(Region pointing data)
==================================================

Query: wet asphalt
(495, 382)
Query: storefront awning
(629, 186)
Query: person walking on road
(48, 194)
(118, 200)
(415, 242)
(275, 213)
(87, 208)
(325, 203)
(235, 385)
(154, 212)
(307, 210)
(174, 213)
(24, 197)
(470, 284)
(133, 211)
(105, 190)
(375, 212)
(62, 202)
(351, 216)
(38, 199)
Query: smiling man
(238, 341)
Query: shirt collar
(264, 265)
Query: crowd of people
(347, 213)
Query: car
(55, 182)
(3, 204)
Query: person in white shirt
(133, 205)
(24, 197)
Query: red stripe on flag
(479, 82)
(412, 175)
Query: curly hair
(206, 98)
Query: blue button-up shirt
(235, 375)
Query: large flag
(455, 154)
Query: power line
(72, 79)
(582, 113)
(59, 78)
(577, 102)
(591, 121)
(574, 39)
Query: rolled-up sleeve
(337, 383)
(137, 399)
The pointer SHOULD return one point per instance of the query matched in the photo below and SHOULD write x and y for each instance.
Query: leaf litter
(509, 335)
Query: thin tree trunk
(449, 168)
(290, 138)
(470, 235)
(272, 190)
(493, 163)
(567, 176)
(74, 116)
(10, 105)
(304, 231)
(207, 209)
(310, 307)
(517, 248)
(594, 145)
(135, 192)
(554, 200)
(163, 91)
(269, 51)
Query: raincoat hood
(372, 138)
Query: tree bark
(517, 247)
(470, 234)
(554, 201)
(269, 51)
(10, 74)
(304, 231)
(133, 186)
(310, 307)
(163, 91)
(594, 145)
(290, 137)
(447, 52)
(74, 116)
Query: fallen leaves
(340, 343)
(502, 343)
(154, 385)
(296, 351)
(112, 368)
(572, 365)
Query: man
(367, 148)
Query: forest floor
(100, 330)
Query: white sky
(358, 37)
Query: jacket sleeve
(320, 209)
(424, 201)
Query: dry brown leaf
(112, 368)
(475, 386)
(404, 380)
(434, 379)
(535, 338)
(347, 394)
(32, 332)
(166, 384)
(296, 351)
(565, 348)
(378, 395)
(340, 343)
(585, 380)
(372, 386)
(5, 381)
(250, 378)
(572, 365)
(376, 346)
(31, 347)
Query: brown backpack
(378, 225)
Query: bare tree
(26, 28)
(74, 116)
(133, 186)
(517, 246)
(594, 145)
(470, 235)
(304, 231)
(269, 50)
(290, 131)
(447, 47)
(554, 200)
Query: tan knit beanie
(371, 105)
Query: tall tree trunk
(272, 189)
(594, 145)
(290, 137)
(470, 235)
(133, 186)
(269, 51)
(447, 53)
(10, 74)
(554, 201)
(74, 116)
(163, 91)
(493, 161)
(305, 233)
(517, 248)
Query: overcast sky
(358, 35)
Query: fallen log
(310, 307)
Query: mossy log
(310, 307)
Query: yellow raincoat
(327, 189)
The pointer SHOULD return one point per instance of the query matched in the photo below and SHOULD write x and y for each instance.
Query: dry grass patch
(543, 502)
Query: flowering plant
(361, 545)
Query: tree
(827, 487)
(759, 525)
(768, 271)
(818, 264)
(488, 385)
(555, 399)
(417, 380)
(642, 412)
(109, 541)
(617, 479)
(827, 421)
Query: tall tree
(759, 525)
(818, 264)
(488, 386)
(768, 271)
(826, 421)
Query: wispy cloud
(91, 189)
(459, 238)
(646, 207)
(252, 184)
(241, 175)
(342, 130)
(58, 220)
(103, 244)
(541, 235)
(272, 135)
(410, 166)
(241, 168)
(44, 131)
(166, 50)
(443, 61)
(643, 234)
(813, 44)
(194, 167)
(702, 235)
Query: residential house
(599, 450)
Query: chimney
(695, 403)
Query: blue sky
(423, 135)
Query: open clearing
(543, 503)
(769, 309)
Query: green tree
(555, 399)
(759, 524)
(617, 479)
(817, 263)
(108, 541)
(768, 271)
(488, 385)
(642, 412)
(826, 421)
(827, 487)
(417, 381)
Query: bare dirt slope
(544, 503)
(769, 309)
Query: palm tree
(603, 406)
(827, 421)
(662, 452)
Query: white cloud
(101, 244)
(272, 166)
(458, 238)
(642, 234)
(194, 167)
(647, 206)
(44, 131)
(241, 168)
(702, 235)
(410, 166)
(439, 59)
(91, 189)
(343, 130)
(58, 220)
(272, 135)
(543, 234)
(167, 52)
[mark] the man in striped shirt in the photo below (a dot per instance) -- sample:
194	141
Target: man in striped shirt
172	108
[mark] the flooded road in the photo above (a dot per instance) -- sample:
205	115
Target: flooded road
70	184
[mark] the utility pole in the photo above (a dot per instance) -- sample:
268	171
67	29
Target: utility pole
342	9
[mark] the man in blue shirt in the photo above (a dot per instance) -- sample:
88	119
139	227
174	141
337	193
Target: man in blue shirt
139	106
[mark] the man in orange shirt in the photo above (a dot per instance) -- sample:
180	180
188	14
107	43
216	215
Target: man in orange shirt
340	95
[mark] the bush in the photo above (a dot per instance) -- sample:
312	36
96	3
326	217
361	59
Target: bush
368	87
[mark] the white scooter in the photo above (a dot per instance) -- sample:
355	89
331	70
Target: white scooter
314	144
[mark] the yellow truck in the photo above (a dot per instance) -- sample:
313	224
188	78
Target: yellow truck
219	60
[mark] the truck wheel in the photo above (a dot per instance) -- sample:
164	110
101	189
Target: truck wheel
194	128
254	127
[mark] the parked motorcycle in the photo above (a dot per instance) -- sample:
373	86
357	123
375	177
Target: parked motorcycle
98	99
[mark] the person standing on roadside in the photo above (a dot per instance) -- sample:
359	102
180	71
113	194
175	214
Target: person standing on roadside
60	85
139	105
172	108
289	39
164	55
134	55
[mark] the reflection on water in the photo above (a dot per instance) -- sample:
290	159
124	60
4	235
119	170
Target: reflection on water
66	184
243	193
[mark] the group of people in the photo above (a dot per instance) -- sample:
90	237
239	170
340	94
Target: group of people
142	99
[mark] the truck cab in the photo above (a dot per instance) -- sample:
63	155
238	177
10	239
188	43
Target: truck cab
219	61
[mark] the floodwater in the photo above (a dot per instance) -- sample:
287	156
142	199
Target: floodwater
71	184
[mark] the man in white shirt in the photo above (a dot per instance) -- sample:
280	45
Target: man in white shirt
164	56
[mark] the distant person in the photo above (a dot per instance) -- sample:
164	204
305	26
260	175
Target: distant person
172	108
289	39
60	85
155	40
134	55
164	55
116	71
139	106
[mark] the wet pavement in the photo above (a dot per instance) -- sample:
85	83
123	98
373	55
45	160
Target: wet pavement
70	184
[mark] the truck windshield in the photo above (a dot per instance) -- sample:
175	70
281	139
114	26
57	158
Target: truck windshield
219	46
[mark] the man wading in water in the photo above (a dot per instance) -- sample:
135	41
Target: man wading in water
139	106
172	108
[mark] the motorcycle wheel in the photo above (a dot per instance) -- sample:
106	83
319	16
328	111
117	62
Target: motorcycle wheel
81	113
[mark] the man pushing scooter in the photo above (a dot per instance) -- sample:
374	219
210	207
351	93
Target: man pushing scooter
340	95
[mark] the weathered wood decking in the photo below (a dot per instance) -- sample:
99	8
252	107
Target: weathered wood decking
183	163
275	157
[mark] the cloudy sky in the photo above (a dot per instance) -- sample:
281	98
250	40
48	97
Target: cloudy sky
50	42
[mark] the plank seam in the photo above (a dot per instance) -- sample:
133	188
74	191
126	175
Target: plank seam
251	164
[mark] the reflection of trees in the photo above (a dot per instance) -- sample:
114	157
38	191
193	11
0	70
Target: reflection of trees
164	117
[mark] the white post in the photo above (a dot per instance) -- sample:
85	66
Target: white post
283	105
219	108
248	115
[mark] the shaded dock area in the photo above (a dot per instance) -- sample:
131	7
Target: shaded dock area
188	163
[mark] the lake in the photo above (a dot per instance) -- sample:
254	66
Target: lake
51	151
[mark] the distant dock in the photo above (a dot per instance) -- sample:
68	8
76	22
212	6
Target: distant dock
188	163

==================================================

**TASK STATEMENT**
With the line containing "Target: reflection of trees" as the first and the last line of the data as the final one, copy every line between them exactly, those two included.

**ANSWER**
Target: reflection of trees
164	117
[mark] the white post in the photo above (a dot per instance) -- sample:
85	66
Target: white post
283	105
219	108
248	115
[mark] the shaded dock area in the photo above (a dot per instance) -- sample:
131	7
Target: shaded dock area
188	163
[mark] the lake in the photo above (a dot per instance) -- sample:
254	66
Target: lake
51	151
[mark] the distant dock in the photo above (a dot per instance) -- sample:
68	8
76	22
212	6
Target: distant dock
188	163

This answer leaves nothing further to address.